*** Document segment ***

2.16. Statistical analysis
Data were analysed by SPSS 22.0 (IBM, USA, RRID:SCR_002865), and a P-value<.05 was considered statistically significant. Student's t-test, the Wilcoxon rank-sum test, or the Mann-Whitney U test were applied to compare the means between groups. Spearman's rank correlation coefficient assays were used to analyse the expression correlation. A chi-square test and univariate and multivariate Cox proportional hazards regression model were used to analyse correlations between circPICALM levels and clinical parameters. The log-rank test and Kaplan-Meier survival curve was used to evaluate overall survival. Data are presented as the mean ± standard deviation (SD).
3. Results
3.1. Identifying circPICALM in BC
We used the published GSE97239 dataset to identify circRNAs differentially expressed between BC and adjacent normal tissues [29]. We chose to investigate downregulated hsa_circ_0023919 (circPICALM) for the following reasons: 1, circPICALM had relatively low expression levels in commonly used BC cell lines compared with the human immortalized uroepithelium cell line SV-HUC-1 (Fig. 1a); 2, circPICALM levels were downregulated in the highly invasive T24 and UM-UC-3 cells, models we established and described previously [14], and circPICALM levels were relatively higher in poorly invasive BC cells (Fig. 1b); and 3, functional studies of circPICALM are rare. CircRNAs and their linear counterparts have identical sequences, except at the junction of the transcript [15]. Therefore, we designed primers targeting the back-splice junction (divergent primers) and primers targeting the linear section (convergent primers). We performed RT-PCR using these two primer sets with cDNA and genomic DNA (gDNA) as templates. Not surprisingly, unique products of the expected length were amplified (Fig. 1c; Supplementary Fig. 1a). CircPICALM is derived from exon 9 to exon 12 of the PICALM gene, and the junction site was further verified by Sanger sequencing (Fig. 1d). CircPICALM levels were significantly lower when oligo-dT primers were used than when random primers were used in the reverse transcription system (Fig. 1e). We also found that circPICALM was more stable than its linear form after treatment with actinomycin D (Fig. 1f) and RNase R (Fig. 1g), as evidenced by RT-PCR detection. We examined the relative abundance of circPICALM in the nucleus and cytoplasm via nuclear mass separation assays (Fig. 1h; Supplementary Fig. 1b) and FISH (Fig. 1i; Supplementary Fig. 1c) and concluded that circPICALM was mainly located in the cytoplasm. These results indicate that circPICALM is a rather stable, mainly cytoplasmic transcript derived from exons 9 to 12 of the PICALM gene.

*** End of Document segment ***
*** Information shown ***

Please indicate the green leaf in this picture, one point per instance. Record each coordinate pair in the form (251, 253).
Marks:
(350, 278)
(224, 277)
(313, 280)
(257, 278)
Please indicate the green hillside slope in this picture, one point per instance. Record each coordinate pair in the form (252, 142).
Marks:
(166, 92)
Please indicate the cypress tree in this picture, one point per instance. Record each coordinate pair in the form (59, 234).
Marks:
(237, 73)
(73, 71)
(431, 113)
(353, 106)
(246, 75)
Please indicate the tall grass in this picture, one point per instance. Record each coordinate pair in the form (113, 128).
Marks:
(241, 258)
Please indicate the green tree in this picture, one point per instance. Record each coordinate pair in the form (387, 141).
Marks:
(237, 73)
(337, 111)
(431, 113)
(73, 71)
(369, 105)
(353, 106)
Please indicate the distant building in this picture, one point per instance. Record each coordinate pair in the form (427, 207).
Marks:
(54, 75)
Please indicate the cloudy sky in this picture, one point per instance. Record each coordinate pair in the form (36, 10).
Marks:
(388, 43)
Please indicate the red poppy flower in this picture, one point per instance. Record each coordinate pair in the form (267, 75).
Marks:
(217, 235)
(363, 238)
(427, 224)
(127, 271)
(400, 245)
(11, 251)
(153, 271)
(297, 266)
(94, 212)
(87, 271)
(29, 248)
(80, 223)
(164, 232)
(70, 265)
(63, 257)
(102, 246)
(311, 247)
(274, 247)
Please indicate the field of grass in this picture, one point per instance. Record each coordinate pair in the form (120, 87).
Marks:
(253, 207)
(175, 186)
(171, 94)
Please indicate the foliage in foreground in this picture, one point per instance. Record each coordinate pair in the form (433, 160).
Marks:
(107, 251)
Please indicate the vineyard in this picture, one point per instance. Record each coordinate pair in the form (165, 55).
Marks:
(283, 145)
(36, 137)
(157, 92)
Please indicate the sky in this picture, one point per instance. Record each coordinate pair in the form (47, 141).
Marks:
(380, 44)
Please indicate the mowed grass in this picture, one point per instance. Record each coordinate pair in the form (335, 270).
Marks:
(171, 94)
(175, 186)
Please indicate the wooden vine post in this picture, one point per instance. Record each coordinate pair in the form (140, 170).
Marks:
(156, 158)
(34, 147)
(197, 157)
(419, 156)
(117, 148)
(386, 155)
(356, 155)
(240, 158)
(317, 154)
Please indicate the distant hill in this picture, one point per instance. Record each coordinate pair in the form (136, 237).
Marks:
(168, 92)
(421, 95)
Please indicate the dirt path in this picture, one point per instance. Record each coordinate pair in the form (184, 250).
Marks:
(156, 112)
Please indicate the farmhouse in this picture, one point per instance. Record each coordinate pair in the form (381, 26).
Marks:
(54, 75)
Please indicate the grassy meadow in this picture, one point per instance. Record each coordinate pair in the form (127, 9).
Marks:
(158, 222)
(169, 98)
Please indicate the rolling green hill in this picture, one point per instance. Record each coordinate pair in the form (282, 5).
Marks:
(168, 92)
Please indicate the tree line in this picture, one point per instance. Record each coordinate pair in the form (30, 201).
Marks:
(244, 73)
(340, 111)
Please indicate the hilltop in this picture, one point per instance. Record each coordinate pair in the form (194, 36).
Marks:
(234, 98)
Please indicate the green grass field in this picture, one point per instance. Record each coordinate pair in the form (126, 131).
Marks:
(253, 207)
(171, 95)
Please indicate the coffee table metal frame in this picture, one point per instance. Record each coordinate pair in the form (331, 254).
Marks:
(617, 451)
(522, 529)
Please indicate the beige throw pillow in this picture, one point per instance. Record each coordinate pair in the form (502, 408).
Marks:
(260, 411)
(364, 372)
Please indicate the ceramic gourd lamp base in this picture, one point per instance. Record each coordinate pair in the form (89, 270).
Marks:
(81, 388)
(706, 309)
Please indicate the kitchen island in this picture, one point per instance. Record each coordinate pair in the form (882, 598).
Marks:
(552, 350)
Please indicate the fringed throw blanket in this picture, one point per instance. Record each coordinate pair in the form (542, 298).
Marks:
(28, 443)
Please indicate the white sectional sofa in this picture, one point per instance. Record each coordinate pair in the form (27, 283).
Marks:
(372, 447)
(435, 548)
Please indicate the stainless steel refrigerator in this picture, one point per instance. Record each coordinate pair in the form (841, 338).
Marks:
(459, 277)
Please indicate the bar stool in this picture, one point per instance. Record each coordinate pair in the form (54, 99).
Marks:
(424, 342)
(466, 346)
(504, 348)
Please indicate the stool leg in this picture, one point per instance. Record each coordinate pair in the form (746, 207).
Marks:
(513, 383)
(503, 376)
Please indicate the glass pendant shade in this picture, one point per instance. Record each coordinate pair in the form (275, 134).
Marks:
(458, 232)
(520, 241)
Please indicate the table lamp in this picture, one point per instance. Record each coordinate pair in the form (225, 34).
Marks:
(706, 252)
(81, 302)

*** End of Information shown ***

*What you need to do*.
1. Which cell lines does the circPICALM text name?
2. Carry the circPICALM text forward from its last sentence.
The items aren't needed for anything here.

*Responses by task*.
1. SV-HUC-1, T24, UM-UC-3

2.
3.2. CircPICALM has significantly lower expression in BC and is related to survival
Next, we investigated whether circPICALM is differentially expressed in BC patients. We performed RT-PCR to ascertain circPICALM and PICALM mRNA expression in 40 paired cancer and adjacent normal tissue samples. In accordance with the GSE97239 dataset, circPICALM had markedly lower expression in BC than in adjacent noncancerous tissues (Fig. 2a). PICALM mRNA also had lower expression (Fig. 2b), but there was no correlation between circPICALM and PICALM mRNA expression in BC samples (Fig. 2c). Subsequently, we used RT-PCR to measure circPICALM expression in 168 BC cases with follow-up and clinical parameter data. Kaplan-Meier survival analysis indicated that patients with a relatively lower abundance of circPICALM had poorer outcomes (Fig. 2d). Additionally, patients with LN metastasis, advanced T stage and high grade had lower circPICALM expression (Fig. 2e-g). A chi-square test was conducted to elucidate the correlation between circPICALM status and clinical parameters. Pathological stage, grade, and LN metastasis, but not other features, showed a strong correlation with circPICALM levels (Table 1). We performed an univariate and multivariate Cox regression analysis and found that lymphatic metastasis and circPICALM expression were independent prognostic factors for BC patients (Table 2). Taken together, the data indicate that circPICALM overexpression suggests favourable survival of BC patients, suggesting a regulatory role for circPICALM.
Table 2.
Characteristics | Univariate analysis |
P-value |
Multivariate analysis |
P-value | ||
---|---|---|---|---|---|---|
HR | 95%CI | HR | 95%CI | |||
Gender | 0.734 | 0.382–1.410 | 0.353 | |||
Age | 1.024 | 0.999–1.049 | 0.061 | |||
Tumour size | 0.858 | 0.403–1.825 | 0.691 | |||
Pathology stage | 2.264 | 1.260–4.068 | 0.006⁎⁎ | 1.435 | 0.761–2.704 | 0.264 |
Grade | 3.783 | 1.483–9.649 | 0.005⁎⁎ | 1.517 | 0.547–4.208 | 0.423 |
Lymphatic metastasis | 4.026 | 2.253–7.194 | 0.000⁎⁎ | 2.034 | 1.043–3.963 | 0.042⁎ |
circPICALM expression | 0.274 | 0.150–0.501 | 0.000⁎⁎ | 0.443 | 0.234–0.841 | 0.013⁎ |
Abbreviations: HR hazard ratio, CI confidence interval. Cox regression analysis.
P < .05.
P < .01.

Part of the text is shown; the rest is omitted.